» **DATA PROVIDED**:
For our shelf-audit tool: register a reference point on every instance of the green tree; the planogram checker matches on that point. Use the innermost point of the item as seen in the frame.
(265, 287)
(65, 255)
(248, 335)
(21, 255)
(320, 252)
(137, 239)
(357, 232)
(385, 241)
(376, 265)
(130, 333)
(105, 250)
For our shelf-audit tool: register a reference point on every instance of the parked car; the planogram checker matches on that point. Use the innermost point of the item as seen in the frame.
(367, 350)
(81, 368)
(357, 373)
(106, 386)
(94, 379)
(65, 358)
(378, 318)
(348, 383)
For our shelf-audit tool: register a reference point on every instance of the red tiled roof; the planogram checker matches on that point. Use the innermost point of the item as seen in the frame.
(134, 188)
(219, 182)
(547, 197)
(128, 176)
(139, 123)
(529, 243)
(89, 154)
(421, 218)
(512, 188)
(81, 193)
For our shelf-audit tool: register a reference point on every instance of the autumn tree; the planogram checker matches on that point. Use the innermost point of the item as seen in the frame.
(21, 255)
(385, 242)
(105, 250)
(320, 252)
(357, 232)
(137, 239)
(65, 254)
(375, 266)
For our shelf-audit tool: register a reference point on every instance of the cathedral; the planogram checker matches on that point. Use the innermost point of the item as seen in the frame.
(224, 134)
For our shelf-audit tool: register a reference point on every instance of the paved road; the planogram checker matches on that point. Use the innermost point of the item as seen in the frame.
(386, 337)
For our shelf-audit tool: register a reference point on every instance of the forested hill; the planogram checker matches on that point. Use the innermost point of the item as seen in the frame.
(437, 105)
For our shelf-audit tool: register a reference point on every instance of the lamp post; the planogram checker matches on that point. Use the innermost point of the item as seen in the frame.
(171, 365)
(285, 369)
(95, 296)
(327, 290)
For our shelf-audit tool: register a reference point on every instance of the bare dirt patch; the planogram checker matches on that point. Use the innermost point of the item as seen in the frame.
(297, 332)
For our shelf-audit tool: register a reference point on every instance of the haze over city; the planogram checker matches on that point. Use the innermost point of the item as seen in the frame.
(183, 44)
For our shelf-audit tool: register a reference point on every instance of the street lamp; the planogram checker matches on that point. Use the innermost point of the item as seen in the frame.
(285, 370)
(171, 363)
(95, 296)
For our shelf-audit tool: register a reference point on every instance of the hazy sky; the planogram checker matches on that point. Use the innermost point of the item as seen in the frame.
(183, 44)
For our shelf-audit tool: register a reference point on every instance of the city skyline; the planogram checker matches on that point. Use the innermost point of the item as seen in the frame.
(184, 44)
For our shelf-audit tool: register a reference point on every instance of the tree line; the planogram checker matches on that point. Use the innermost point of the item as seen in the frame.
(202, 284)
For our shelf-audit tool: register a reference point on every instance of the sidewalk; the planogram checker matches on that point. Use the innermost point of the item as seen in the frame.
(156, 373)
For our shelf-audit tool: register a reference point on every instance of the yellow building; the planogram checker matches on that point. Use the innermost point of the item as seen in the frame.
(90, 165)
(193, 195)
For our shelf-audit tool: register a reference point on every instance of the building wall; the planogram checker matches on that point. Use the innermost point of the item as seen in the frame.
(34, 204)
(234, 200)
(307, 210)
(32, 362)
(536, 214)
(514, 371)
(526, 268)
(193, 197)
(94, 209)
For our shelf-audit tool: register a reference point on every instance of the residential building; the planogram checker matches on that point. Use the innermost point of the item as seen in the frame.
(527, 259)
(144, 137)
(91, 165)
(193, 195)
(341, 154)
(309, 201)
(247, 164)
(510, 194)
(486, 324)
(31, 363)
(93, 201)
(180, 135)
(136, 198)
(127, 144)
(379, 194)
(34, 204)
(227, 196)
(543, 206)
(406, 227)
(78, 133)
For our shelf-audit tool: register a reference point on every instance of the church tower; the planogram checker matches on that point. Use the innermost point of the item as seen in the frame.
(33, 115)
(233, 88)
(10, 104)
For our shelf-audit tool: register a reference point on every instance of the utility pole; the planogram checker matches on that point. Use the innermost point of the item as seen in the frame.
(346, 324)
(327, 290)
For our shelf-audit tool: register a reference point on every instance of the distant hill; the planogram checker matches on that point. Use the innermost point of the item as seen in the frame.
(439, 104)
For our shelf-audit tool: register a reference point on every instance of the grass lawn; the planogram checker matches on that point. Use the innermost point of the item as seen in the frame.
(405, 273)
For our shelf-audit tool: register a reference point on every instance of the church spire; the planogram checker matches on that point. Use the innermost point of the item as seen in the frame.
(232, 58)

» **AIM OF THE EXERCISE**: Output the entries verbatim.

» **SOLUTION TO THE EXERCISE**:
For our shelf-audit tool: register a reference point on every instance of the green tree; the planogram checker matches on that point. Use the innermost point of the item as seen in the frame.
(265, 287)
(65, 255)
(248, 335)
(21, 255)
(320, 252)
(137, 239)
(357, 232)
(385, 241)
(376, 265)
(130, 333)
(105, 250)
For our shelf-audit tool: register a reference point on every instance of the parked car; the planogram checker matches on that point. Use the innermost point of the item as seen in the frame.
(367, 350)
(81, 368)
(357, 373)
(106, 386)
(94, 379)
(65, 358)
(378, 318)
(348, 383)
For our shelf-audit tool: register a reference point on every instance of the red tiled roof; the planogram checker matches on that point. Use the innermost point of the item as seen in the frame.
(134, 188)
(219, 182)
(547, 197)
(128, 176)
(139, 123)
(529, 243)
(89, 154)
(421, 218)
(512, 188)
(81, 193)
For our shelf-audit tool: register a reference point on every instance of the autumn tree; the planogram checker matches on that point. Use the innermost point of the item as seen in the frame.
(21, 255)
(385, 242)
(105, 250)
(320, 252)
(357, 232)
(137, 239)
(65, 254)
(375, 266)
For our shelf-audit tool: register a reference point on every instance of the cathedral; the planogram checker matches on that point. Use the innermost point of the item as seen in the frame.
(224, 134)
For our shelf-audit tool: register a reference point on every instance of the paved road; the planogram checker matches on that point. Use the innermost point of the item as seen in the frame.
(386, 337)
For our shelf-audit tool: register a reference point on every instance of the forested hill; the planogram checker matches on that point. Use the innermost point of the item as seen in the frame.
(437, 105)
For our shelf-audit tool: register a reference point on every instance of the lamp post; the planogram checker matches on that point. Use the innermost point of the item as seen in the frame.
(171, 365)
(285, 369)
(95, 296)
(327, 290)
For our shelf-audit tool: register a reference point on every instance of the bare dirt patch; the planogram checker matches on that point. Use the innermost point of the item as seen in the frame.
(297, 332)
For our shelf-audit tool: register a reference point on every instance of the haze over city; the planogram checker matches on that point. Use the innermost point of the item as seen in the frame.
(183, 44)
For our shelf-audit tool: register a reference point on every instance of the street lamp; the planogram checker matches on that point. Use the innermost point of the item as seen in the frame.
(285, 370)
(171, 363)
(95, 296)
For our shelf-audit tool: register a reference point on every instance of the hazy sky; the planogram checker matches on that point. Use the innermost point of the item as seen in the frame.
(183, 44)
For our shelf-audit tool: register a reference point on every instance of the city skyline; the planogram checker matches on that point. Use the innermost point of the item as seen in the frame.
(184, 44)
For our shelf-audit tool: register a reference point on every instance of the tree line; the planogram checker matches on that point. Use the innermost point of the item as seen in the frame.
(202, 284)
For our shelf-audit tool: register a reference point on every instance of the sidewalk; the planogram checker matches on that point. Use the innermost point of the item as seen in the frame.
(156, 373)
For our shelf-audit tool: register a reference point on every instance of the yellow building; the planogram checker matches on that point. Use the innermost point of the item as seen in the frame.
(90, 165)
(193, 195)
For our shelf-audit tool: register a reference point on every instance of the building wall; the planogram checker matches on that point. Use the innermost point of the item as seen in the frame.
(34, 204)
(234, 200)
(307, 210)
(32, 362)
(536, 214)
(514, 371)
(526, 268)
(193, 197)
(94, 209)
For our shelf-audit tool: register a reference point on every instance of the residential building; the planogram checker matches on that point. Use the innermost point of the item as seen in the frame.
(527, 259)
(144, 137)
(91, 165)
(193, 195)
(341, 154)
(309, 201)
(247, 164)
(510, 194)
(486, 324)
(31, 363)
(93, 201)
(180, 135)
(136, 198)
(127, 144)
(379, 194)
(34, 204)
(227, 196)
(543, 206)
(406, 227)
(78, 133)
For our shelf-audit tool: register a reference point on every instance of the church tower; the planogram checker matches on that point. Use the innermost point of the item as seen in the frame.
(33, 115)
(233, 88)
(10, 104)
For our shelf-audit tool: register a reference point on every instance of the utility pole; the planogram checker matches on that point. Use the innermost point of the item as seen in the frame.
(346, 324)
(327, 290)
For our shelf-audit tool: register a reference point on every instance of the distant hill; the planogram checker matches on that point. Use the innermost point of the item as seen in the frame.
(439, 104)
For our shelf-audit tool: register a reference point on every instance of the grass lawn; the planogram checker matches on that point. Use the innermost point of the item as seen in the frame.
(405, 273)
For our shelf-audit tool: register a reference point on every instance of the church spire; the planogram checker matches on that point. Use the innermost point of the item as seen in the frame.
(232, 58)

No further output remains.